◆ **What is required**:
In full and without alteration, write out the records.

START Material supplied

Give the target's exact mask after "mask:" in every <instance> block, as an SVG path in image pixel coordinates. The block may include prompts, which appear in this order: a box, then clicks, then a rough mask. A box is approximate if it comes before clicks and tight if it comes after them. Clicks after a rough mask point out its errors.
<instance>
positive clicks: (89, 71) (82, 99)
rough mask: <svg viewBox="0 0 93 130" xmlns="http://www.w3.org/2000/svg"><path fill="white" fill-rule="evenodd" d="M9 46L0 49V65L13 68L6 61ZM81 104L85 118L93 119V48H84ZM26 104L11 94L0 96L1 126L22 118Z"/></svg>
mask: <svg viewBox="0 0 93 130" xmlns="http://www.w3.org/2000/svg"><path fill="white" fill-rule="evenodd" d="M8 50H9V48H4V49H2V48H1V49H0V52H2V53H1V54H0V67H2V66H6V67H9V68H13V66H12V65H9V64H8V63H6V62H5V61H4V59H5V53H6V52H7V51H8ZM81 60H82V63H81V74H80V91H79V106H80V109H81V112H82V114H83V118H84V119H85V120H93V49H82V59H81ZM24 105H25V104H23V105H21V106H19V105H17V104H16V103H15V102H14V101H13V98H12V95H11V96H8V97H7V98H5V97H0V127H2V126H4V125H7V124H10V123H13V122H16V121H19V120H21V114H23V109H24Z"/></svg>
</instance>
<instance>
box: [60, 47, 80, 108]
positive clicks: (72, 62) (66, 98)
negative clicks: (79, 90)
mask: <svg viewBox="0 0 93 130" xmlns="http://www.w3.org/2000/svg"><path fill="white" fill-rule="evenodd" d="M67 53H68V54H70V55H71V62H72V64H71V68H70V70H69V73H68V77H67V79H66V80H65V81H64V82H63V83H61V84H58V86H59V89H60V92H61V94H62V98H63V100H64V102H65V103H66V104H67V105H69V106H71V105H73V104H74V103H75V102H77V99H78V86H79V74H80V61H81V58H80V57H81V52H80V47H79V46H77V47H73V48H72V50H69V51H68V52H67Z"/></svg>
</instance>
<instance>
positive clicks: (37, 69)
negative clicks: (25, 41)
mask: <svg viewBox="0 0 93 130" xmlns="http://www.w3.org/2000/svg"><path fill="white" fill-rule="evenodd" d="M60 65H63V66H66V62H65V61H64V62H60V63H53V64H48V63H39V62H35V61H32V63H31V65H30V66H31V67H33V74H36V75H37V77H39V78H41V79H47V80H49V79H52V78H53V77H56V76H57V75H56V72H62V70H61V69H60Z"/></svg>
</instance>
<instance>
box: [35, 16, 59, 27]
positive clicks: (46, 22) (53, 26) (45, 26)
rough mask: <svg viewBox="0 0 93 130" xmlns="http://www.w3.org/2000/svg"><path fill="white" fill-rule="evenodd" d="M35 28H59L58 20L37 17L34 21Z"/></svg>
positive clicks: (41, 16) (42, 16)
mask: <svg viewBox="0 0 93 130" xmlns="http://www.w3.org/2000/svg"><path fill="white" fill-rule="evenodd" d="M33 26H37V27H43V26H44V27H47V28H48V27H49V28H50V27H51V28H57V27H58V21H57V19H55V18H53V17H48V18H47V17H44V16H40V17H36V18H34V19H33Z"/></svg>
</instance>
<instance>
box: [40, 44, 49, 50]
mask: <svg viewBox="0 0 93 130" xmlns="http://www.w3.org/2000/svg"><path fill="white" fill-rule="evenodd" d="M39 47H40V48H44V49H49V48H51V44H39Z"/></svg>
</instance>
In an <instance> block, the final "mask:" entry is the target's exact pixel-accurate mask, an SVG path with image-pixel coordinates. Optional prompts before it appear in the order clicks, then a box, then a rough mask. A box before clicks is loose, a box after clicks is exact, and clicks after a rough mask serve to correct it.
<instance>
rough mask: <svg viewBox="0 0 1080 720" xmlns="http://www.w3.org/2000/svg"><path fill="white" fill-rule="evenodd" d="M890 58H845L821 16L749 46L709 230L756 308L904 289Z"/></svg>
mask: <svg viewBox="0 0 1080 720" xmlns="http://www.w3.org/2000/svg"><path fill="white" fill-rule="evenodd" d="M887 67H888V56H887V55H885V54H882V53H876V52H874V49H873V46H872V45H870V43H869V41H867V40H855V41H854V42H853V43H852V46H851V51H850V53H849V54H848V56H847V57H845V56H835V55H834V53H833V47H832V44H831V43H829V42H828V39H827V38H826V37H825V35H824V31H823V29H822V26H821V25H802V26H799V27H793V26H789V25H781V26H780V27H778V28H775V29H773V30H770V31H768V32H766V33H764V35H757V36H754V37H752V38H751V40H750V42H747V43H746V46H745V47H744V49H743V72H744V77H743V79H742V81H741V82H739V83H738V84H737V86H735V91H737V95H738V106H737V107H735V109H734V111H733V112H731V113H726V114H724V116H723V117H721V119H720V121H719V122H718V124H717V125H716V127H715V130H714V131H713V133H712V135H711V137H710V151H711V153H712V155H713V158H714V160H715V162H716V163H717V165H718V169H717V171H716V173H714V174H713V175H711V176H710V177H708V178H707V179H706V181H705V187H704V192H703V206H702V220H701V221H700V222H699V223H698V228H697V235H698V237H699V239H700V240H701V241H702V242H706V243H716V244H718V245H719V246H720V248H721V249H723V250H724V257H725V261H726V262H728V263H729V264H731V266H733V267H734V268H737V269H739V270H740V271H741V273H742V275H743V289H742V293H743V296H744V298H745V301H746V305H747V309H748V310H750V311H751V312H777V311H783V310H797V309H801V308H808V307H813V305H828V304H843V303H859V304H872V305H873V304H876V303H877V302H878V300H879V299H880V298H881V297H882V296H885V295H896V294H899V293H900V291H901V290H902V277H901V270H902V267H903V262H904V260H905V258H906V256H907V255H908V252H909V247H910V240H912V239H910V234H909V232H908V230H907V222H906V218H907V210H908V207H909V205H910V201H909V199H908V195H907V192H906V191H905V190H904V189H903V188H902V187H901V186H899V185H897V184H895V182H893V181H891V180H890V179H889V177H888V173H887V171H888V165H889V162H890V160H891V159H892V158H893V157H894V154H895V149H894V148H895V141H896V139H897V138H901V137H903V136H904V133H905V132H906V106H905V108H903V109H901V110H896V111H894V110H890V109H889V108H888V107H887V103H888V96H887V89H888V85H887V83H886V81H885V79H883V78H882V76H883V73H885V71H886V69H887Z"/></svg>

END Material supplied

◆ **Result below**:
Give the target's exact mask after "mask:" in every <instance> block, as an SVG path in image pixel coordinates. The block may include prompts, which appear in this order: a box, then clicks, then a rough mask. A box is approximate if it comes before clicks and tight if it comes after them. Clicks after a rough mask point out its errors.
<instance>
positive clicks: (89, 71) (82, 99)
rough mask: <svg viewBox="0 0 93 130" xmlns="http://www.w3.org/2000/svg"><path fill="white" fill-rule="evenodd" d="M9 46L0 49V65L13 68L6 61ZM81 104L85 118L93 119V48H84ZM26 104L11 94L0 96L1 126L22 118Z"/></svg>
mask: <svg viewBox="0 0 93 130" xmlns="http://www.w3.org/2000/svg"><path fill="white" fill-rule="evenodd" d="M8 50H9V48H4V49H2V48H1V49H0V52H2V53H1V54H0V67H2V66H6V67H9V68H13V66H12V65H9V64H8V63H6V62H5V61H4V59H5V53H6V52H7V51H8ZM81 60H82V63H81V74H80V91H79V106H80V109H81V112H82V114H83V118H84V119H85V120H93V49H82V59H81ZM24 105H25V104H23V105H21V106H19V105H17V104H16V103H15V102H14V101H13V98H12V95H11V96H8V97H7V98H5V97H0V127H2V126H4V125H7V124H10V123H13V122H16V121H19V120H21V114H23V109H24Z"/></svg>
</instance>
<instance>
box: [60, 47, 80, 108]
positive clicks: (72, 62) (66, 98)
negative clicks: (79, 90)
mask: <svg viewBox="0 0 93 130" xmlns="http://www.w3.org/2000/svg"><path fill="white" fill-rule="evenodd" d="M67 53H68V54H70V55H71V62H72V64H71V68H70V70H69V73H68V77H67V79H66V80H65V81H64V82H63V83H61V84H58V86H59V89H60V92H61V94H62V98H63V100H64V102H65V103H66V104H67V105H69V106H71V105H73V104H74V103H75V102H77V99H78V86H79V74H80V61H81V58H80V57H81V52H80V47H79V46H77V47H73V48H72V50H69V51H68V52H67Z"/></svg>
</instance>
<instance>
positive clicks: (37, 69)
negative clicks: (25, 41)
mask: <svg viewBox="0 0 93 130" xmlns="http://www.w3.org/2000/svg"><path fill="white" fill-rule="evenodd" d="M60 65H63V66H66V62H65V61H64V62H60V63H53V64H48V63H39V62H35V61H32V63H31V65H30V66H31V67H33V74H36V75H37V77H39V78H41V79H47V80H49V79H52V78H53V77H56V76H57V75H56V72H62V70H61V69H60Z"/></svg>
</instance>
<instance>
box: [35, 16, 59, 27]
positive clicks: (46, 22) (53, 26) (45, 26)
rough mask: <svg viewBox="0 0 93 130" xmlns="http://www.w3.org/2000/svg"><path fill="white" fill-rule="evenodd" d="M35 28H59L58 20L37 17L34 21Z"/></svg>
positive clicks: (41, 16) (42, 16)
mask: <svg viewBox="0 0 93 130" xmlns="http://www.w3.org/2000/svg"><path fill="white" fill-rule="evenodd" d="M33 26H37V27H43V26H44V27H47V28H48V27H49V28H50V27H51V28H57V27H58V21H57V19H55V18H53V17H48V18H47V17H44V16H40V17H36V18H34V19H33Z"/></svg>
</instance>
<instance>
box: [40, 44, 49, 50]
mask: <svg viewBox="0 0 93 130" xmlns="http://www.w3.org/2000/svg"><path fill="white" fill-rule="evenodd" d="M39 47H40V48H44V49H49V48H51V44H39Z"/></svg>
</instance>
In an <instance> block, the final "mask:" entry is the target's exact pixel-accurate mask, an SVG path with image-pixel coordinates. Optional prompts before it appear in the order clicks, then a box, then a rough mask. A box before clicks is loose, a box after clicks is exact, and clicks after a rough mask serve to correct it.
<instance>
rough mask: <svg viewBox="0 0 1080 720" xmlns="http://www.w3.org/2000/svg"><path fill="white" fill-rule="evenodd" d="M890 58H845L821 16L749 46L709 230L756 308L904 289Z"/></svg>
mask: <svg viewBox="0 0 1080 720" xmlns="http://www.w3.org/2000/svg"><path fill="white" fill-rule="evenodd" d="M887 67H888V56H887V55H885V54H882V53H876V52H874V49H873V46H872V45H870V43H869V41H867V40H855V41H854V42H853V43H852V46H851V51H850V53H849V54H848V56H847V57H845V56H835V55H834V53H833V47H832V44H831V43H829V42H828V39H827V38H826V37H825V35H824V31H823V29H822V26H821V25H802V26H799V27H793V26H789V25H781V26H780V27H778V28H775V29H773V30H770V31H768V32H766V33H764V35H757V36H754V37H752V38H751V40H750V42H747V43H746V46H745V47H744V49H743V72H744V77H743V79H742V81H741V82H739V83H738V84H737V86H735V91H737V95H738V106H737V107H735V109H734V111H733V112H731V113H726V114H724V116H723V117H721V119H720V121H719V122H718V124H717V125H716V127H715V130H714V131H713V133H712V135H711V137H710V151H711V153H712V155H713V158H714V160H715V162H716V163H717V165H718V169H717V171H716V173H714V174H713V175H711V176H710V177H708V178H707V179H706V181H705V187H704V192H703V206H702V220H701V221H700V222H699V223H698V228H697V235H698V237H699V239H700V240H701V241H702V242H706V243H716V244H718V245H719V246H720V248H721V249H723V250H724V257H725V261H726V262H728V263H729V264H731V266H733V267H734V268H737V269H739V270H740V271H741V273H742V275H743V289H742V293H743V296H744V298H745V301H746V305H747V309H748V310H750V311H751V312H777V311H783V310H797V309H801V308H808V307H813V305H828V304H843V303H859V304H872V305H873V304H876V303H877V302H878V300H879V299H880V298H881V297H882V296H885V295H896V294H899V293H900V291H901V290H902V277H901V270H902V267H903V262H904V260H905V258H906V256H907V255H908V252H909V247H910V240H912V239H910V234H909V232H908V230H907V222H906V218H907V210H908V207H909V205H910V201H909V199H908V195H907V192H906V191H905V190H904V189H903V188H902V187H901V186H899V185H897V184H895V182H893V181H891V180H890V179H889V177H888V173H887V171H888V165H889V162H890V160H891V159H892V158H893V157H894V154H895V149H894V148H895V141H896V139H897V138H901V137H903V136H904V133H905V132H906V106H905V108H903V109H901V110H896V111H894V110H890V109H889V108H888V107H887V103H888V96H887V89H888V85H887V83H886V81H885V79H883V78H882V76H883V73H885V71H886V69H887Z"/></svg>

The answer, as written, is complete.